§ The records:
——————————

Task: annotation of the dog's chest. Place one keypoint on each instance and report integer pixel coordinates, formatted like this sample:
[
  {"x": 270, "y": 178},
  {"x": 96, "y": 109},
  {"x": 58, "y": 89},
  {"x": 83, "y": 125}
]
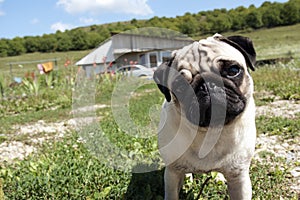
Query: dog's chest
[
  {"x": 199, "y": 160},
  {"x": 189, "y": 149}
]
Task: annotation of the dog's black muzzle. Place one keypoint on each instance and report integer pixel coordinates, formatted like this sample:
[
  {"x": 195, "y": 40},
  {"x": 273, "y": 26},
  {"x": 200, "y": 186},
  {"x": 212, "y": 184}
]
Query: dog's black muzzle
[{"x": 209, "y": 100}]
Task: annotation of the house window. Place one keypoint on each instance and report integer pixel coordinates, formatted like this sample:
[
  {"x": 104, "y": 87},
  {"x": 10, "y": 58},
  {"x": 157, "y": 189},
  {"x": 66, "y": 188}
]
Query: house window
[
  {"x": 153, "y": 59},
  {"x": 166, "y": 56},
  {"x": 142, "y": 59}
]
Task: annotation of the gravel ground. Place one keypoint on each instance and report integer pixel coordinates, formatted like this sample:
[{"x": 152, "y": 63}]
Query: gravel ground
[{"x": 41, "y": 131}]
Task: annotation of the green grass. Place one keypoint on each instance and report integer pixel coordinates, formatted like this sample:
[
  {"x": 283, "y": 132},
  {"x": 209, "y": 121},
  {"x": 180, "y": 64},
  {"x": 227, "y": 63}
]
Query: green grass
[{"x": 91, "y": 163}]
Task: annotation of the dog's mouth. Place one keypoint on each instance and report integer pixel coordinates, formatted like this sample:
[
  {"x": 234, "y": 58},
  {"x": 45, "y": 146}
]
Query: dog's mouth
[{"x": 209, "y": 100}]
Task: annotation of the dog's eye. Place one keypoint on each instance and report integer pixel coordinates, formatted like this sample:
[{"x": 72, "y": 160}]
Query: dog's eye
[{"x": 232, "y": 71}]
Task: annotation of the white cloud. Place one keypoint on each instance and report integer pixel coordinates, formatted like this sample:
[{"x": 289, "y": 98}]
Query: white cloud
[
  {"x": 61, "y": 26},
  {"x": 88, "y": 20},
  {"x": 136, "y": 7},
  {"x": 34, "y": 21}
]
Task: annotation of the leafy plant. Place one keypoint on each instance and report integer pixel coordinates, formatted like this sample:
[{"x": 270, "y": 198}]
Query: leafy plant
[{"x": 31, "y": 86}]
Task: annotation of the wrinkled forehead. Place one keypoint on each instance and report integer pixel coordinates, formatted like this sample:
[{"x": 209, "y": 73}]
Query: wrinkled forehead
[{"x": 203, "y": 55}]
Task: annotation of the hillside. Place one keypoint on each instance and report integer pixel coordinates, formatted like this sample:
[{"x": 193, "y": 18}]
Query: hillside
[
  {"x": 270, "y": 43},
  {"x": 268, "y": 15}
]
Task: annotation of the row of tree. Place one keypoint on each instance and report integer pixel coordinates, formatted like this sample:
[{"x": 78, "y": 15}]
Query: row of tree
[{"x": 219, "y": 20}]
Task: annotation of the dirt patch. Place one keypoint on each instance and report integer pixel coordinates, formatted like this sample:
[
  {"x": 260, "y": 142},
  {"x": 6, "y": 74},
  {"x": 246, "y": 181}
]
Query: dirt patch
[{"x": 280, "y": 108}]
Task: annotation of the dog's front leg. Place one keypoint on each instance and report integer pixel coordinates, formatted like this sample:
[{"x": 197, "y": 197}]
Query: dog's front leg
[
  {"x": 239, "y": 185},
  {"x": 173, "y": 183}
]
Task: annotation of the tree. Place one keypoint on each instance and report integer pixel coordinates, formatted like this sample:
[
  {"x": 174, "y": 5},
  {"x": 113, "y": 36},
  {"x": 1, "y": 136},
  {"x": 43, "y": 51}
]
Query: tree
[
  {"x": 271, "y": 14},
  {"x": 48, "y": 43},
  {"x": 79, "y": 39},
  {"x": 220, "y": 23},
  {"x": 16, "y": 47},
  {"x": 94, "y": 39},
  {"x": 64, "y": 42},
  {"x": 291, "y": 12},
  {"x": 237, "y": 17},
  {"x": 188, "y": 25},
  {"x": 4, "y": 47},
  {"x": 31, "y": 44}
]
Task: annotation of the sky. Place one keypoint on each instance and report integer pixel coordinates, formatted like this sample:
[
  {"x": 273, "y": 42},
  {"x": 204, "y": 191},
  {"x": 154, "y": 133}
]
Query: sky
[{"x": 19, "y": 18}]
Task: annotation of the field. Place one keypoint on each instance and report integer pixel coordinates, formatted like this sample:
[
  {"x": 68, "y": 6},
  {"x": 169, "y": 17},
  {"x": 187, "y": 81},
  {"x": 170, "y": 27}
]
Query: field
[{"x": 48, "y": 149}]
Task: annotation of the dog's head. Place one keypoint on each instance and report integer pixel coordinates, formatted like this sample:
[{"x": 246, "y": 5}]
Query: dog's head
[{"x": 209, "y": 79}]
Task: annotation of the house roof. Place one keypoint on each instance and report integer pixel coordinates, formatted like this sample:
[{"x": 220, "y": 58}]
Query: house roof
[
  {"x": 98, "y": 55},
  {"x": 126, "y": 43}
]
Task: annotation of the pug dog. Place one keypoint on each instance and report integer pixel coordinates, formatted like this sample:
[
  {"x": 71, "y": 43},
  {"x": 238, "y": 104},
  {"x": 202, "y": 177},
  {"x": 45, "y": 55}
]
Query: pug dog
[{"x": 207, "y": 121}]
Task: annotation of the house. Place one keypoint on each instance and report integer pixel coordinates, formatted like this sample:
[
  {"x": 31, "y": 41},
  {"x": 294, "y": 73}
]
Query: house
[{"x": 125, "y": 49}]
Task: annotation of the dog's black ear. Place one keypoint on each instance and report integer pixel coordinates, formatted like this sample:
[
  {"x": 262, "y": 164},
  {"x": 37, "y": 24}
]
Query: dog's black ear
[
  {"x": 161, "y": 79},
  {"x": 245, "y": 46}
]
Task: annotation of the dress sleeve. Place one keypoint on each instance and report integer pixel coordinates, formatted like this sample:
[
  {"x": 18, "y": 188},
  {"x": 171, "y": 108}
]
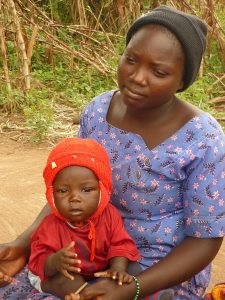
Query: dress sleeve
[
  {"x": 204, "y": 191},
  {"x": 121, "y": 244},
  {"x": 42, "y": 245}
]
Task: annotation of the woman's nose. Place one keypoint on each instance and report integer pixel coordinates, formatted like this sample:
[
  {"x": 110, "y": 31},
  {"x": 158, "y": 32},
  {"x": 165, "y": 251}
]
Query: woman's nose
[
  {"x": 75, "y": 196},
  {"x": 139, "y": 76}
]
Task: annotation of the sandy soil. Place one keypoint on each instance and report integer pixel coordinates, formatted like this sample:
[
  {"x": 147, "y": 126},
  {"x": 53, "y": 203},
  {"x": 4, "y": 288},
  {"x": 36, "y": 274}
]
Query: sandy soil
[{"x": 22, "y": 192}]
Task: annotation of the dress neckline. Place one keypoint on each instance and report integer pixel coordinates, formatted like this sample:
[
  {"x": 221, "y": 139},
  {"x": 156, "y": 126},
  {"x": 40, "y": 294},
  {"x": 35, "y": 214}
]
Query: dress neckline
[{"x": 186, "y": 125}]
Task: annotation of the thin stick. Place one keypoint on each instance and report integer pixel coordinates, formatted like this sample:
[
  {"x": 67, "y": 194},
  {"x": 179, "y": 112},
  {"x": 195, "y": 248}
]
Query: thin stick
[{"x": 81, "y": 288}]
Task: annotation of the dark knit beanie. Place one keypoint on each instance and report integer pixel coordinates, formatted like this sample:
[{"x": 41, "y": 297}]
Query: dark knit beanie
[
  {"x": 85, "y": 153},
  {"x": 189, "y": 30}
]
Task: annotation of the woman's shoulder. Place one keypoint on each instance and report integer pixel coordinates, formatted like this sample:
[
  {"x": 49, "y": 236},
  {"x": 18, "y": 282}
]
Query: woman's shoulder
[{"x": 101, "y": 99}]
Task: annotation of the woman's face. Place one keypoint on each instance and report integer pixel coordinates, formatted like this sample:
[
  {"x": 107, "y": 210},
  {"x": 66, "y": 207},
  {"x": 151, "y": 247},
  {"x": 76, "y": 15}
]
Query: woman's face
[
  {"x": 76, "y": 193},
  {"x": 151, "y": 69}
]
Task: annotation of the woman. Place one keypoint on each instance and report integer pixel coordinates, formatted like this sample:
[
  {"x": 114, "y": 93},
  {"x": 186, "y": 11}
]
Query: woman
[{"x": 167, "y": 158}]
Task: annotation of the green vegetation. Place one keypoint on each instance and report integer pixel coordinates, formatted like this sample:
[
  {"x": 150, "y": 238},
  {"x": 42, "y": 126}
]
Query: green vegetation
[{"x": 54, "y": 82}]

——————————

§ The problem: Reprint the part of the material that opens with the line containing "Task: annotation of the woman." and closes with the end of the material, switching "vegetation" to "foliage" and leaving everything else unchanged.

§ Task output:
Task: annotation of the woman. Place one keypoint on each instance and report integer pixel coordinates, formatted like this sample:
[
  {"x": 114, "y": 93},
  {"x": 186, "y": 11}
]
Query: woman
[{"x": 167, "y": 158}]
Task: annotation of the green foliage. Place one keypoint on each instance and report integer pixel coordinates, formatted like this sample:
[
  {"x": 150, "y": 238},
  {"x": 42, "y": 126}
]
Query: green foliage
[{"x": 54, "y": 82}]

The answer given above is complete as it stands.